Text passage
## Begin
The majority of the birds present in Arctic parks in the summer take their leave in the early fall to migrate south. Some of these migrations are epic not only in the distance covered by some very small animals, but in the routes chosen. The Northern Wheatear (Oenanthe oenanthe) nests in the mountains of the Brooks Range. Come fall, this bird, that is slightly smaller than an American Robin (Turdus migratorius), heads west to Russia and then cuts across southwest Asia to eventually end up in sub-Saharan Africa, over 18,000 miles round trip (Bairlein et al. 2012). Not to be outdone, the Bar-tailed Godwit (Limosa lapponica), a medium-sized shore bird that nests in coastal areas of northwestern Alaska, leaves in the fall and begins its southern migration to New Zealand. The route chosen is rather interesting. Instead of playing it safe and flying over land, Bar-tailed Godwits head out over the open ocean. Godwits aren’t built to land and feed on the open water. As a consequence they need to stay in the air until they reach their destination meaning 7,200 miles of flying, eight days in the air, in one push (Gill et al. 2005).
## End
Excerpted records
## Begin
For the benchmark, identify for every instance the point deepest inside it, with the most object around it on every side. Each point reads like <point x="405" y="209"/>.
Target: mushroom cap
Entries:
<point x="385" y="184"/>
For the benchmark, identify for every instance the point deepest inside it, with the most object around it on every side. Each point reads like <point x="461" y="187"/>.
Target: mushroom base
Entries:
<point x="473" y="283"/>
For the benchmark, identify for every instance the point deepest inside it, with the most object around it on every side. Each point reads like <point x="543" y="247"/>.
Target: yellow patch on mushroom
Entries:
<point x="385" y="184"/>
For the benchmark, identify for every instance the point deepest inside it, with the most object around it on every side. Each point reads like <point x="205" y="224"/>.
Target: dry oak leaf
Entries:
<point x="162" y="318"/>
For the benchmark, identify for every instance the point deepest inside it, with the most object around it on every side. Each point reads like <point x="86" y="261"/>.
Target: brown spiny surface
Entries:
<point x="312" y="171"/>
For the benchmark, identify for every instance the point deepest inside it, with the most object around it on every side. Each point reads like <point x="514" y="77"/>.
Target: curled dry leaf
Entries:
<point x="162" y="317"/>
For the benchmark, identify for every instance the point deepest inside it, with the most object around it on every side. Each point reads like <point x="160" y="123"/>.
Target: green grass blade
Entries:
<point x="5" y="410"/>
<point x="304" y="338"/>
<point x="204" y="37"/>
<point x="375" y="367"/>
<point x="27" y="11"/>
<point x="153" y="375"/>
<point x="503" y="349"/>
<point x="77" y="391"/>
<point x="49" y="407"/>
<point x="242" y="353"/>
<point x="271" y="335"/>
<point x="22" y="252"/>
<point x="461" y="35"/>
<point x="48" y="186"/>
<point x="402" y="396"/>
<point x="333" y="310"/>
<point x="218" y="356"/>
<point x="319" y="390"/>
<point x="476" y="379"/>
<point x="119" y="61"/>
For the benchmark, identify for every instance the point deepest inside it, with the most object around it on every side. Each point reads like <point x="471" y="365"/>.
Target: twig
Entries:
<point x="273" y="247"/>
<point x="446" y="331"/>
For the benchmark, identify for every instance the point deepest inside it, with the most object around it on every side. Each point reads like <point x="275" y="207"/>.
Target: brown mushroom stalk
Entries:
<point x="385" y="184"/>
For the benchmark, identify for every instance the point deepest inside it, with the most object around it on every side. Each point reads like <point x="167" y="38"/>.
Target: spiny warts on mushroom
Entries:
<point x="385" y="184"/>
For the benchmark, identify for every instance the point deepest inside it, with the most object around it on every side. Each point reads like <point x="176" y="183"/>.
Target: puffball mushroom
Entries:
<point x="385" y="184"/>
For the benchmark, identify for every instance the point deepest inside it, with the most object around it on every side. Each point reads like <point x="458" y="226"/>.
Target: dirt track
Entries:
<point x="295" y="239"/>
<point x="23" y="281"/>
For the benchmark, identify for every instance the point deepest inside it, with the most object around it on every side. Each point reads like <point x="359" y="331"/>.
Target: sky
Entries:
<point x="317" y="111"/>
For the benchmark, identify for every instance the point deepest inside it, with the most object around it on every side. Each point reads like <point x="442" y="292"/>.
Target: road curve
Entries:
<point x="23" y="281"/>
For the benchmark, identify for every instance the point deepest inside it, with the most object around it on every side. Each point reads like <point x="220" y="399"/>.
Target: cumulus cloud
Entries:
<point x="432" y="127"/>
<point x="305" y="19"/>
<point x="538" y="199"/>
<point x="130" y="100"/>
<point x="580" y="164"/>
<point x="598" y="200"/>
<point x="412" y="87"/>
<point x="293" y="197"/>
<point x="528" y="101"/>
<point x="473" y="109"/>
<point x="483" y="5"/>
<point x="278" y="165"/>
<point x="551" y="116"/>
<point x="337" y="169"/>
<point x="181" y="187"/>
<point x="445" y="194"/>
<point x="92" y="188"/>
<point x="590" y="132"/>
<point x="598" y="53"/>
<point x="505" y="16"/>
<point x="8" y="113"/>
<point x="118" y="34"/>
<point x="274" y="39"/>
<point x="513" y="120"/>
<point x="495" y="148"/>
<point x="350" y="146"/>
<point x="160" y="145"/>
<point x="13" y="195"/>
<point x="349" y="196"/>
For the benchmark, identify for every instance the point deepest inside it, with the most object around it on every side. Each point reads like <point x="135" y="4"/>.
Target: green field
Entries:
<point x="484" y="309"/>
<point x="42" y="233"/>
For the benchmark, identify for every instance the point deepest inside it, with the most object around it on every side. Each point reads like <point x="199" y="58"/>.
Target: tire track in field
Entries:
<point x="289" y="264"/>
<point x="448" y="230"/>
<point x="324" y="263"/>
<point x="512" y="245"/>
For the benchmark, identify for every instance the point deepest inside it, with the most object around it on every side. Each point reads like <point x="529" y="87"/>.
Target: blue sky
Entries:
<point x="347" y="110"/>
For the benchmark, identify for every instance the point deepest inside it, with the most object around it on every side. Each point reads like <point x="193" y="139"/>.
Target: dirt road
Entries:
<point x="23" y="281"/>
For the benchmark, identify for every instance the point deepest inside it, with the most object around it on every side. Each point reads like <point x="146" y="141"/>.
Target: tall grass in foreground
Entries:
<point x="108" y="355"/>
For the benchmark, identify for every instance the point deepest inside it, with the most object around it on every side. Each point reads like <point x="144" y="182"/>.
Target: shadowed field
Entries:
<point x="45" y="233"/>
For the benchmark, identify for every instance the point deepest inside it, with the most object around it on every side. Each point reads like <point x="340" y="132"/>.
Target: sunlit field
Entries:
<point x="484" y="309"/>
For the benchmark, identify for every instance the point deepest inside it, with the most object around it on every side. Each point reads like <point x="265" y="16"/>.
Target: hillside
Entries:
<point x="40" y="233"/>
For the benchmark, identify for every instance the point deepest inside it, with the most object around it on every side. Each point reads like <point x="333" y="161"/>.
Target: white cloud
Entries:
## End
Written request 1
According to the passage on Arctic bird migration, how many miles does the Bar-tailed Godwit fly without stopping on its way to New Zealand?
Written request 2
Carry on the passage about Arctic bird migration from the point where it stops.
The items shown above were taken from a separate source.

Exercise output 1
It flies 7,200 miles in a single push.

Exercise output 2
Arctic ground squirrell
Arctic ground squirrel, Yukon-Charley Rivers National Preserve.

NPS photo

Not all animals migrate though. Reducing your metabolic rate to minimize the need for resources is another strategy. Arctic ground squirrels (Spermophilus parryii) are prime examples of this and can spend up to nine months of the year hibernating. Arctic ground squirrels are able to let their body temperature drop below the freezing and allow their brain to cool to just above freezing (Barnes 1989). Reducing metabolism to conserve resources isn’t limited to small- and medium-sized mammals, however. Although they don’t hibernate, muskox (Ovibos moschatus), a large mammal, reduce their metabolic rate by one third in comparison to what it is during the summer (Lawler and White 1997). Common Redpoll (Acanthis flammea), a small bird found in the Arctic and boreal forests, undergo controlled bouts of hypothermia at night to reduce energy expenditure (Reinertsen and Haftorn 1986). All are variations on the theme of energy conservation.

stone cache
Ancient stone cache, Bering Land Bridge National Preserve.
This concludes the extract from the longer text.